# WHAT TO DO
(a) Could you switch "supervision" to "monitoring" and give the debarment article again, everything from "Until such time, however, the" down to "65 of 2013)."?
(b) Does the debarment article agree with each statement below? Answer yes or no for each and quote the words that decide it.
(i) Debarment under section 14 of the FAIS Act stops the representative from working only for the provider who brought about the debarment.
(ii) The special dispensation extends the final date for passing the RE exams.
(iii) The FSB released a statement on 24 April 2013.
# Start of PASSAGE
01 August 2013 Cornea Matthee, Centriq Insurance

In her first article on the debarment of financial services representatives (FAnews - June 2013), Cornea Matthee, compliance officer at Centriq Insurance, concluded that it is the duty of the financial services provider to ensure that its representatives comply with fit and proper requirements, and that failure to do so will result in the Registrar taking action against the provider.

But what does this mean in the context of the industry?

Appropriate action

Where a financial services representative no longer meets the competency requirements, the financial services provider can take appropriate action to effectively address the latter and thus prevent the Registrar from taking action against the provider himself by doing the following:
- Debarring the representative who contravened or failed to comply with the FAIS (Financial Advisory and Intermediary Services) Act in a material manner.
- Requesting a profile change so as to de-list products the representative is not qualified to sell.
- Removing the representative from the applicable provider’s register; requesting the Registrar to remove the representative from the central register as a whole.

The debarment of a representative as envisaged in section 14 of the FAIS Act prevents the representative from rendering further financial services and functioning as a representative not only for the provider who brought about the debarment, but for any financial services provider whatsoever.

Implementation issues

Strictly speaking, implementation of the debarment provision is obligatory whenever a representative no longer complies with the fit and proper requirements.

It follows that a person who has failed to pass the first level regulatory examination by the said deadline date should be debarred. However, an ordinary profile change can be requested, in which case it will not be necessary to go through the debarment process - a process which places an additional administrative burden on the provider and the FSB (Financial Services Board) so as to ensure that all due processes are being followed.

Once the representative has successfully passed the Level 1 RE exam, he/she can be linked to both the FSB’s central, and the provider’s representative register again, which is a far less complicated process to follow.

Restrictive actions

Until such time, however, the representative may not provide financial services (advice and or intermediary services) as a representative. It is furthermore important to note that placing the representative under supervision will not remedy the situation either.

With that said, it is important to note that on 24 April 2013 the FSB released a statement which was welcomed by the industry. In terms of the dispensation providers, key individuals and representatives who had not successfully completed the Level 1 RE exam by 31 March 2013, had until 30 April 2013 to apply to continue rendering financial services until their exemption applications are processed and the Registrar has granted or refused the applications (Board Notice 65 of 2013).

This special dispensation provides for applicants to apply for permission to continue working until such time as their applications for extension have been granted or refused.

It is not an extension of the final date for passing the RE exams, however, but affords applicants an opportunity to write again while they await the outcome of their requests. (Note that this dispensation only applies to a person who complied with all the stipulated requirements.)

Given the above, it is evident that if the grounds for not meeting the fit and proper requirements are of a material nature relating to the honesty and integrity of a representative, the best route to follow is debarment.
# End of PASSAGE
# Start of EXTRACTED MATERIAL
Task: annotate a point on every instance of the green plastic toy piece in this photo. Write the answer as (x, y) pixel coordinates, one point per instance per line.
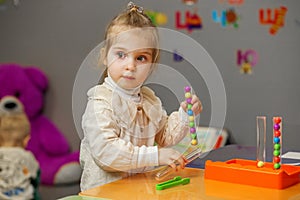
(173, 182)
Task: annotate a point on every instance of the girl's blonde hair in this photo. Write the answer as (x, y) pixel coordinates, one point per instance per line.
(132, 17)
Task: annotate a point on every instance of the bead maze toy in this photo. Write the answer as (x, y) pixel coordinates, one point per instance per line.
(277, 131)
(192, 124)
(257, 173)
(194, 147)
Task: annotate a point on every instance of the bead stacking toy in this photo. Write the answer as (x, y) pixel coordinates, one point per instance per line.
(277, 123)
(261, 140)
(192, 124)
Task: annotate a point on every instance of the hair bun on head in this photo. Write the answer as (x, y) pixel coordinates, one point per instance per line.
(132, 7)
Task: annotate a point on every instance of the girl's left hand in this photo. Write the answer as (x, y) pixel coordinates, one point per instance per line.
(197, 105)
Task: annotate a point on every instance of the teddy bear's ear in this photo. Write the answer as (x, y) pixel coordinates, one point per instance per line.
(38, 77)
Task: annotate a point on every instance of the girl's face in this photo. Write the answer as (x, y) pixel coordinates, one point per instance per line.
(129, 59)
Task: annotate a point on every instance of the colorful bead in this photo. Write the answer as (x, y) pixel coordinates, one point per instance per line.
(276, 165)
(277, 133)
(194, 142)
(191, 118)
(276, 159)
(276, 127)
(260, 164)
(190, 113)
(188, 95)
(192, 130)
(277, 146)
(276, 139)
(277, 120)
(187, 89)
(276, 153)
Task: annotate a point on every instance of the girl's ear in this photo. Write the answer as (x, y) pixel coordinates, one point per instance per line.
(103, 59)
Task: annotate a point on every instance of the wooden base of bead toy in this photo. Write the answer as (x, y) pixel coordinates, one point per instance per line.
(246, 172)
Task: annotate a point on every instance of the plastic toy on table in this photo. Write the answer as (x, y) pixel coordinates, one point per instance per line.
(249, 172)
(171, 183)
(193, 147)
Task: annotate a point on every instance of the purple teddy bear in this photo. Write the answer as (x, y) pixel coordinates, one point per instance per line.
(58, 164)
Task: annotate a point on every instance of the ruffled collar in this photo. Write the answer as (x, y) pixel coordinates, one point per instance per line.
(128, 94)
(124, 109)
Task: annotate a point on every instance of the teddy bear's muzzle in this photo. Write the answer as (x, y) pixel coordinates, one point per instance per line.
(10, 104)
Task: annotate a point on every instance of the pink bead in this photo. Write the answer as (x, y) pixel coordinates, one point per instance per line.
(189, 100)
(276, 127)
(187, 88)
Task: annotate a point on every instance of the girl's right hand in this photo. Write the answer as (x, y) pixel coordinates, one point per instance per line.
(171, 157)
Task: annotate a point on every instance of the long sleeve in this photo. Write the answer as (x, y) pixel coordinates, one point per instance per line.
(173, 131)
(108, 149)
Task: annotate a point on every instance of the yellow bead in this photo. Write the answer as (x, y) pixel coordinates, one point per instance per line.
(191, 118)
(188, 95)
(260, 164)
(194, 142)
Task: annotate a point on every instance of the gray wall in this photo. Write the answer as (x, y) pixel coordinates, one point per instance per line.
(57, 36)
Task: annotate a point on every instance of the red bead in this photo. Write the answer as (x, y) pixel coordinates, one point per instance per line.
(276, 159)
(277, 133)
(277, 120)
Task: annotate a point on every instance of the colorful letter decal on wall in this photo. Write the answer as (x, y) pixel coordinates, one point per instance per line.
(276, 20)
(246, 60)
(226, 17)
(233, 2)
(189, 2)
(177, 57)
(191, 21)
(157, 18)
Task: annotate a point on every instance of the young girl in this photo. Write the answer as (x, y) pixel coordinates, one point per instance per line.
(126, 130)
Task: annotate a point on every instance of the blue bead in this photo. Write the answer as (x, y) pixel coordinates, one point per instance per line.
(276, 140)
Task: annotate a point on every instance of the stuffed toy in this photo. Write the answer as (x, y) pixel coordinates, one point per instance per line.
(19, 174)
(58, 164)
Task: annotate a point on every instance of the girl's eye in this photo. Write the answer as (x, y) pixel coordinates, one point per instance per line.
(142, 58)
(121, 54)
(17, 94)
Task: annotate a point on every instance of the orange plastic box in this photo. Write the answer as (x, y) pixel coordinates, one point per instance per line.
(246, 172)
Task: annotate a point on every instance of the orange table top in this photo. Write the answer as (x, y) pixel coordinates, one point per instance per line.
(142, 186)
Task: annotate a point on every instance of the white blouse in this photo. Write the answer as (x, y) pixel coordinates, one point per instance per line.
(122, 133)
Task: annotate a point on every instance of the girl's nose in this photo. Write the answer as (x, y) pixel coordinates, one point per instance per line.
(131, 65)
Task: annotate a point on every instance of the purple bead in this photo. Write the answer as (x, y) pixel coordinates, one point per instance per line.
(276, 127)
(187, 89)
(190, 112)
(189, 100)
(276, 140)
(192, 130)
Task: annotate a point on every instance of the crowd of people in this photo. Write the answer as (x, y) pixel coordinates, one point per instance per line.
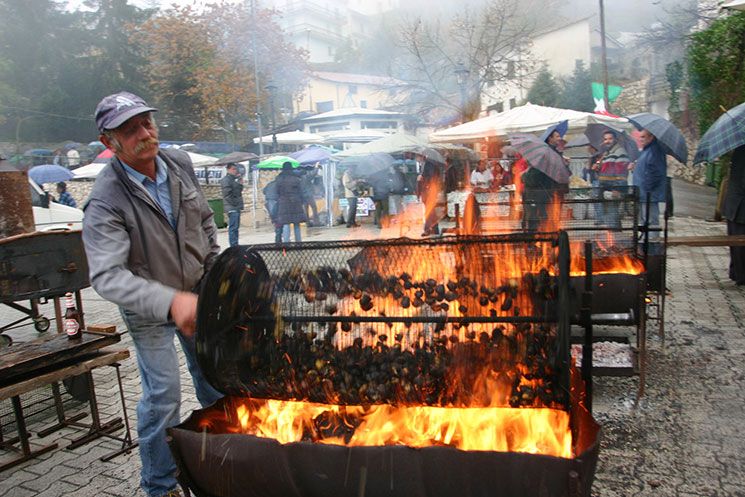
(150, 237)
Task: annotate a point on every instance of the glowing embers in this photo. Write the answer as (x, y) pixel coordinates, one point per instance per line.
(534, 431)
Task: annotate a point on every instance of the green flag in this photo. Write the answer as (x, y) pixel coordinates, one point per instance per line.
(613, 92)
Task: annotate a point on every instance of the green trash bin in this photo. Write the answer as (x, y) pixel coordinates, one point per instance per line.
# End of EXTRACTED MATERIAL
# RESPONSES TO THE TASKS
(a)
Until such time, however, the representative may not provide financial services (advice and or intermediary services) as a representative. It is furthermore important to note that placing the representative under monitoring will not remedy the situation either.

With that said, it is important to note that on 24 April 2013 the FSB released a statement which was welcomed by the industry. In terms of the dispensation providers, key individuals and representatives who had not successfully completed the Level 1 RE exam by 31 March 2013, had until 30 April 2013 to apply to continue rendering financial services until their exemption applications are processed and the Registrar has granted or refused the applications (Board Notice 65 of 2013).

(b)
(i) No: "not only for the provider who brought about the debarment, but for any financial services provider whatsoever."
(ii) No: "It is not an extension of the final date for passing the RE exams"
(iii) Yes: "on 24 April 2013 the FSB released a statement which was welcomed by the industry."